[Dataset rows]
============================================================

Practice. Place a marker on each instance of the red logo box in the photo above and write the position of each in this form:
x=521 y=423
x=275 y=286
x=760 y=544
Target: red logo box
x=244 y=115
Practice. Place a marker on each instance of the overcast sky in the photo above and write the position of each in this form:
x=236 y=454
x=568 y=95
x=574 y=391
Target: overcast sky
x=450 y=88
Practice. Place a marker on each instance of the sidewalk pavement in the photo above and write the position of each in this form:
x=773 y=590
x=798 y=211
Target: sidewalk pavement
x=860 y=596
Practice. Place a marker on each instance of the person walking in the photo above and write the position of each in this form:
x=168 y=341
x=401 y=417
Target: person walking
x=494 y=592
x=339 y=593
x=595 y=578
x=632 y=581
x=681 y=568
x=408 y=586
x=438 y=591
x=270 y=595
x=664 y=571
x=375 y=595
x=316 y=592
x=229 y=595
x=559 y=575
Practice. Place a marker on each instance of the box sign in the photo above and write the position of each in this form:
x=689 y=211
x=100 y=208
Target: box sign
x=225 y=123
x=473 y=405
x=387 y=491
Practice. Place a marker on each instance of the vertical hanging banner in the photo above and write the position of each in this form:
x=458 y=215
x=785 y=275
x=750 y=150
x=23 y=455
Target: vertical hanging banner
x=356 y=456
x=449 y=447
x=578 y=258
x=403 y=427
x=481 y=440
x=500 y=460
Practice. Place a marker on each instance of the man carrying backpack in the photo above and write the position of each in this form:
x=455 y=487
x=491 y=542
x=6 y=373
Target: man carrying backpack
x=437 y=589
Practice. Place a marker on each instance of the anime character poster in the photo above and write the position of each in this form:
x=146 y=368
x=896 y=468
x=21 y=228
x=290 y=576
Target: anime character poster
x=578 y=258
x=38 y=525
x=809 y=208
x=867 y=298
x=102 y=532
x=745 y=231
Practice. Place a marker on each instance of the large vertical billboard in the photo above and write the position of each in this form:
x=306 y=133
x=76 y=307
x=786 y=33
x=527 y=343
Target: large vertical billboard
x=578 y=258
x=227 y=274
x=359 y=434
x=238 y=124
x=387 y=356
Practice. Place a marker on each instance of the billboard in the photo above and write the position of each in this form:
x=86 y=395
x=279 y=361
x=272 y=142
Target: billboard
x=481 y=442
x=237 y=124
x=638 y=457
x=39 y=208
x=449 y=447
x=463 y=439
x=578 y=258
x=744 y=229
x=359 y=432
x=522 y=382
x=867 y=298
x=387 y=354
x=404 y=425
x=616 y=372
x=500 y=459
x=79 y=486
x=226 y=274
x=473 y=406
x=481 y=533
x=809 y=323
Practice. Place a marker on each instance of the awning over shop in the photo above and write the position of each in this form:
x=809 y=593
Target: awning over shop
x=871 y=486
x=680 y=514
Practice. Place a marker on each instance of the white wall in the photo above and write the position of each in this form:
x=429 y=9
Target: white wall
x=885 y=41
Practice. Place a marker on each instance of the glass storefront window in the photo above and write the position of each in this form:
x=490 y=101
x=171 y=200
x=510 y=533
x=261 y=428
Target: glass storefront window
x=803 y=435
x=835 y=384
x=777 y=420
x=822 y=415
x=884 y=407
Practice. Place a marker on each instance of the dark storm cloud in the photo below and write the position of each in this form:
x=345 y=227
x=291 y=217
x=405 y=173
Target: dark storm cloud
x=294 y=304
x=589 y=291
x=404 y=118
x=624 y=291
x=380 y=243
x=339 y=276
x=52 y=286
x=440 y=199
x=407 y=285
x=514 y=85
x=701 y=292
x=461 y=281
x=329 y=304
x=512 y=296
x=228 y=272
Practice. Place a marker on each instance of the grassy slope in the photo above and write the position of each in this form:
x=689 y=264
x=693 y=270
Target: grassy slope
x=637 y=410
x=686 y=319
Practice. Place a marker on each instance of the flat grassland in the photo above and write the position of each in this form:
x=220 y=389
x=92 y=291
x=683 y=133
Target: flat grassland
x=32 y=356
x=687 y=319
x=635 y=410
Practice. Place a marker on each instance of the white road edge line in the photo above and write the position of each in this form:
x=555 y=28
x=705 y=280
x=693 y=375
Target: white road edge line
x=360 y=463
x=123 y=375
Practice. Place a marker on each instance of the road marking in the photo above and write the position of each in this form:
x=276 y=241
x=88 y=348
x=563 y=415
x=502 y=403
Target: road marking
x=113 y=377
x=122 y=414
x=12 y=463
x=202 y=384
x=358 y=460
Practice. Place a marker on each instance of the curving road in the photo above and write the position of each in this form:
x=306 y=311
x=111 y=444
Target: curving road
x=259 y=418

============================================================

Exercise objective: Retype every one of the rows above word for word, without changing anything.

Result:
Practice. Place a marker on each instance of the red logo box in the photo above and write the position of each in this form:
x=521 y=423
x=275 y=286
x=760 y=544
Target: red logo box
x=244 y=115
Practice. Place a marker on each instance of the overcast sky in the photo above and write the position of each in this form:
x=236 y=454
x=568 y=95
x=574 y=391
Target: overcast sky
x=450 y=88
Practice. Place a marker on each instance of the sidewalk pavement in the photo above and write the position of each in this form:
x=773 y=590
x=798 y=211
Target: sidewalk pavement
x=860 y=596
Practice. Place a marker on each instance of the person walking in the photo above and write the position of each in this form:
x=168 y=341
x=401 y=417
Target: person walking
x=494 y=592
x=339 y=593
x=595 y=578
x=632 y=581
x=681 y=568
x=408 y=586
x=438 y=591
x=270 y=595
x=664 y=571
x=375 y=595
x=316 y=592
x=229 y=595
x=559 y=575
Practice. Place a marker on each instance of the box sign in the photo above and write the position of each in this form:
x=689 y=211
x=100 y=208
Target: box sign
x=225 y=123
x=473 y=405
x=387 y=491
Practice. Place a marker on each instance of the vertical hanging banner in the photo above and write the position of each in this form:
x=458 y=215
x=785 y=275
x=750 y=150
x=23 y=455
Target: vertical hanging banner
x=356 y=456
x=449 y=447
x=578 y=258
x=403 y=427
x=481 y=440
x=500 y=460
Practice. Place a marker on each instance of the man carrying backpack in the photo above and write the position of each in this form:
x=455 y=487
x=491 y=542
x=6 y=373
Target: man carrying backpack
x=437 y=589
Practice. Place a marker on each instance of the anime character poster in the photo above and write the position of each in this form:
x=146 y=368
x=896 y=468
x=21 y=228
x=290 y=576
Target: anime character poster
x=578 y=258
x=38 y=525
x=809 y=208
x=867 y=298
x=102 y=532
x=745 y=231
Practice. Place a marker on each instance of the large vertical billboard in the photo above and write the position of each in this form:
x=306 y=133
x=76 y=307
x=786 y=33
x=527 y=343
Target: large vertical billboard
x=578 y=258
x=227 y=274
x=359 y=434
x=238 y=124
x=387 y=356
Practice. Place a marker on each instance of the billboard in the photo above and write the position of each in this form:
x=86 y=395
x=279 y=361
x=272 y=142
Target: billboard
x=481 y=442
x=237 y=124
x=638 y=457
x=39 y=208
x=449 y=447
x=463 y=439
x=578 y=258
x=744 y=229
x=359 y=432
x=522 y=382
x=867 y=298
x=387 y=354
x=404 y=425
x=616 y=372
x=500 y=459
x=79 y=486
x=226 y=274
x=473 y=406
x=481 y=533
x=809 y=323
Practice. Place a marker on each instance of the awning over shop in the photo above and write the position of each in this form:
x=809 y=593
Target: awning over shop
x=871 y=486
x=680 y=514
Practice. Place a marker on each instance of the white wall in the photo above and write the position of each in this form:
x=429 y=9
Target: white wall
x=885 y=41
Practice. Place a marker on each instance of the glass storefront window in the photo above and write the position of each in this form:
x=490 y=101
x=171 y=200
x=510 y=533
x=261 y=428
Target: glass storefront window
x=803 y=435
x=835 y=384
x=777 y=420
x=822 y=415
x=884 y=407
Practice. Place a marker on each instance of the dark storm cloud in the photo below and write the position of each in this form:
x=345 y=227
x=291 y=217
x=405 y=173
Target: dark storm cloud
x=294 y=304
x=589 y=291
x=404 y=118
x=624 y=291
x=380 y=243
x=339 y=276
x=52 y=286
x=440 y=199
x=407 y=285
x=514 y=85
x=701 y=292
x=461 y=281
x=329 y=304
x=512 y=296
x=228 y=272
Practice. Place a marker on each instance of the grassy slope in the photo above and write the position of each in this form:
x=689 y=264
x=693 y=270
Target: grassy slope
x=637 y=410
x=686 y=319
Practice. Place a marker on each instance of the flat grassland in the photo above and write the position of each in this form:
x=220 y=389
x=92 y=291
x=683 y=133
Target: flat grassland
x=32 y=356
x=687 y=319
x=635 y=410
Practice. Place a marker on each instance of the white road edge line in the photo above and write the position of each in this form:
x=555 y=28
x=705 y=280
x=693 y=375
Target: white road edge line
x=360 y=463
x=123 y=375
Practice. Place a marker on each instance of the road marking in the photo above and write the position of each in this form:
x=276 y=241
x=88 y=348
x=563 y=415
x=502 y=403
Target: road marking
x=113 y=377
x=122 y=414
x=12 y=463
x=202 y=384
x=358 y=460
Practice. Place a marker on each instance of the curving road in the photo above and write the position of each in this form:
x=306 y=311
x=111 y=444
Target: curving road
x=259 y=418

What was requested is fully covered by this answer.